| TASK ITEM |
Look through the records below for the line holding "positive clicks: (321, 1033) (252, 1061)". Write it out exactly, with each following line through the line holding "1025L263 1022L241 1067L600".

(TASK INPUT begins)

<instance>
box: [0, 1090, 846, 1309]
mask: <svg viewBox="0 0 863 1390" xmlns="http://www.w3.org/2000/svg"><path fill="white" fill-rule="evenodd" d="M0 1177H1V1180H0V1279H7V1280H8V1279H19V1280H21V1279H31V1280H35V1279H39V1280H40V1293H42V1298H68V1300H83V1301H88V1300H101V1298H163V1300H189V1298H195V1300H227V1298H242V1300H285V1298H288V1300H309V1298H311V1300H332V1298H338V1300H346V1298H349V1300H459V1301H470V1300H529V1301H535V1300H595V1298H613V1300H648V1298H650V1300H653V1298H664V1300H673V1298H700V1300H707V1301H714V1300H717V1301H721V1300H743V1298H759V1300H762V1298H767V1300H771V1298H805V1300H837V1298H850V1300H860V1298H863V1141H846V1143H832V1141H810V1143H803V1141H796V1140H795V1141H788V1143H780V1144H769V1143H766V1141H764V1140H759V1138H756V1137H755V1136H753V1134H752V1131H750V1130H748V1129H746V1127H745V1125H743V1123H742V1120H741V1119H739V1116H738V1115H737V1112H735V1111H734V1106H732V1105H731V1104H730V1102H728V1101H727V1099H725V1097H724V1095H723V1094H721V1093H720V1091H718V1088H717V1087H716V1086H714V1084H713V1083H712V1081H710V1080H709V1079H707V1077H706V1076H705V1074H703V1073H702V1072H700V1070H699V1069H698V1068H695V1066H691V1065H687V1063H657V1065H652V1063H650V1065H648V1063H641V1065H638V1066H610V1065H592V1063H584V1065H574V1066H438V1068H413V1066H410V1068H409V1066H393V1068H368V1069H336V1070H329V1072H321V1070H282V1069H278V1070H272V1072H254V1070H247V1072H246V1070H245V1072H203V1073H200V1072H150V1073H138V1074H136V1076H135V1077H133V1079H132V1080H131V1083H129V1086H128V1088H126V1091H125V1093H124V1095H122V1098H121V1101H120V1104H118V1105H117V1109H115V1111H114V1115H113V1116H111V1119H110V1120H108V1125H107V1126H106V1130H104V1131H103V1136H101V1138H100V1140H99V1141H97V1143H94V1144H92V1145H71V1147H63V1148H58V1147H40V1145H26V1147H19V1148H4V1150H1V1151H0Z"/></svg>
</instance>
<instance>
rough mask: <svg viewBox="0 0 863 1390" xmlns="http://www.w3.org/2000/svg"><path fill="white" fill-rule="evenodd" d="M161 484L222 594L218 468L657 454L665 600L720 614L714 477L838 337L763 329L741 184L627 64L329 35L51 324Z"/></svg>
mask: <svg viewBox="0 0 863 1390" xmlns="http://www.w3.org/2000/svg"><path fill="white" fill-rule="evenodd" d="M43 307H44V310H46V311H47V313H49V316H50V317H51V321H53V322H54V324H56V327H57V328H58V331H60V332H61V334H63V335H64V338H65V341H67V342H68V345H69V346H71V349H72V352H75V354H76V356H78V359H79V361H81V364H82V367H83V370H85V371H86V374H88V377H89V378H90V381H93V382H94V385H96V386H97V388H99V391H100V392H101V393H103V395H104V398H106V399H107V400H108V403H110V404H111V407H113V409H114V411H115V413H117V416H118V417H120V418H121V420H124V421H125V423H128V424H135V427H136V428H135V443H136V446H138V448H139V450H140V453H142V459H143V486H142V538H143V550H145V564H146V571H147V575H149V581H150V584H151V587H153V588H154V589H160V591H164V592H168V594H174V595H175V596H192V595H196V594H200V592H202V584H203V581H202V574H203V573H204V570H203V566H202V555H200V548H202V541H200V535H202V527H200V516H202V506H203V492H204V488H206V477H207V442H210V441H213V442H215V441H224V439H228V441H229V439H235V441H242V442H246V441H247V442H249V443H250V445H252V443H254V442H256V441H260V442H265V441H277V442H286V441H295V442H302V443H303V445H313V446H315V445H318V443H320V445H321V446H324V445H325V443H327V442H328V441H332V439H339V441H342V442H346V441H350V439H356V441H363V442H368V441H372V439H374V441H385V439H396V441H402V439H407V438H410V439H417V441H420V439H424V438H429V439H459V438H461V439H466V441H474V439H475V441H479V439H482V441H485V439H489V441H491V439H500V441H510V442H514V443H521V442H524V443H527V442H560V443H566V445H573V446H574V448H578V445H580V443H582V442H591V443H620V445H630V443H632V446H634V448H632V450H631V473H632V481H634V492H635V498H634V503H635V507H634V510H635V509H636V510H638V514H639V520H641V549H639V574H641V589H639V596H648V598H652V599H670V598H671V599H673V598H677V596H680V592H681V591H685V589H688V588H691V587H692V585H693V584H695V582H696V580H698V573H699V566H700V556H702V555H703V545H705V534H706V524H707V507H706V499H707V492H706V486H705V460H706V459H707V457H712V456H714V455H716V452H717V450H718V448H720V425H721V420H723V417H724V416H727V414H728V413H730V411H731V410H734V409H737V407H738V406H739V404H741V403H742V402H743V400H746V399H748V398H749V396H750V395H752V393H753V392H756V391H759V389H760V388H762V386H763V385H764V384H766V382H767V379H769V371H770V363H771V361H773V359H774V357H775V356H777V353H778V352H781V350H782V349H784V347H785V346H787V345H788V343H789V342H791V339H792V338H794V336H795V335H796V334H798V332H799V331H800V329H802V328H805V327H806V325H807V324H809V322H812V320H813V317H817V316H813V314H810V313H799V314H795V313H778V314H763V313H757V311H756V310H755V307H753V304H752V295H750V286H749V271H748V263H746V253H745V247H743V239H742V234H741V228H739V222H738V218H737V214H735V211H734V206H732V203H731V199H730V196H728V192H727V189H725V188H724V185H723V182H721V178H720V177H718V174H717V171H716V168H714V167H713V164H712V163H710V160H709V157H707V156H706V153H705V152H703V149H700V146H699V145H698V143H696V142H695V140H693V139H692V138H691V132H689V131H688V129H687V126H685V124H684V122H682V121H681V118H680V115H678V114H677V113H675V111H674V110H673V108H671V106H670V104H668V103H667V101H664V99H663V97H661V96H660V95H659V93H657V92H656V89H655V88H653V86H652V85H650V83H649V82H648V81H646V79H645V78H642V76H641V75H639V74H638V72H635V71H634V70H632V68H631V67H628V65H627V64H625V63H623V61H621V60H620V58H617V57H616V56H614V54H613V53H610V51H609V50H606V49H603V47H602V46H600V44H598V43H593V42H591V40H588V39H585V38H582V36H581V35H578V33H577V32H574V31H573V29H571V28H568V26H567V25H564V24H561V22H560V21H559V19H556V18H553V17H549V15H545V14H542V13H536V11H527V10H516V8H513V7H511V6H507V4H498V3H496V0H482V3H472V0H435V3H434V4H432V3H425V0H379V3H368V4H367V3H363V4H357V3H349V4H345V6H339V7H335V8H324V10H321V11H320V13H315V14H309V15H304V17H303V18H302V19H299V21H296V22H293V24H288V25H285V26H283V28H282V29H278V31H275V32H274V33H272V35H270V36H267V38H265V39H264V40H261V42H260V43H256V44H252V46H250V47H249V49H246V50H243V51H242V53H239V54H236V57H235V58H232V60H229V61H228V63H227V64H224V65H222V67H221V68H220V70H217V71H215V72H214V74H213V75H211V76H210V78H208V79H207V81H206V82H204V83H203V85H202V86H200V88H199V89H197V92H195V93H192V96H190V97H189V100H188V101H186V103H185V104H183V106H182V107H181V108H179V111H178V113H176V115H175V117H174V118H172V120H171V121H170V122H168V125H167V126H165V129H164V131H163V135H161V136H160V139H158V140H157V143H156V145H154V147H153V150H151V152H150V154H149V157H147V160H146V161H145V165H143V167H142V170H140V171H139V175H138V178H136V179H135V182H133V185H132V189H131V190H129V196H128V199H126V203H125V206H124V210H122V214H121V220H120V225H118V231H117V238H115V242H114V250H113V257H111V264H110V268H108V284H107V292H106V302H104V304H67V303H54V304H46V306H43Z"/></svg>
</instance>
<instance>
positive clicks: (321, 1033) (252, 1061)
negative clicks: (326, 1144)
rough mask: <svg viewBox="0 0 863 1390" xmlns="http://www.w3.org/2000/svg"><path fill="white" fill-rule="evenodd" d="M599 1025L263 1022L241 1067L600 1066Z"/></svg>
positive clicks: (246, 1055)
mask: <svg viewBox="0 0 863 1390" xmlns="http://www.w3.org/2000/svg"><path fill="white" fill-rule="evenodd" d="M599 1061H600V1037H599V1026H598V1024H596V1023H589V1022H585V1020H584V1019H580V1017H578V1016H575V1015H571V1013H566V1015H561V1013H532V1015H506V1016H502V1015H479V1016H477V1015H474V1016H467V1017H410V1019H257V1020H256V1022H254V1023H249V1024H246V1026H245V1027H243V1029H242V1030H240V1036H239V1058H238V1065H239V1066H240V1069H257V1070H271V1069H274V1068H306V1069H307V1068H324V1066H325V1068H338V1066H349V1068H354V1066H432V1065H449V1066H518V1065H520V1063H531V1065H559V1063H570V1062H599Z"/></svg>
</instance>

(TASK INPUT ends)

| TASK ANSWER |
positive clicks: (321, 1033) (252, 1061)
negative clicks: (326, 1144)
rough mask: <svg viewBox="0 0 863 1390" xmlns="http://www.w3.org/2000/svg"><path fill="white" fill-rule="evenodd" d="M599 1025L263 1022L241 1067L600 1066Z"/></svg>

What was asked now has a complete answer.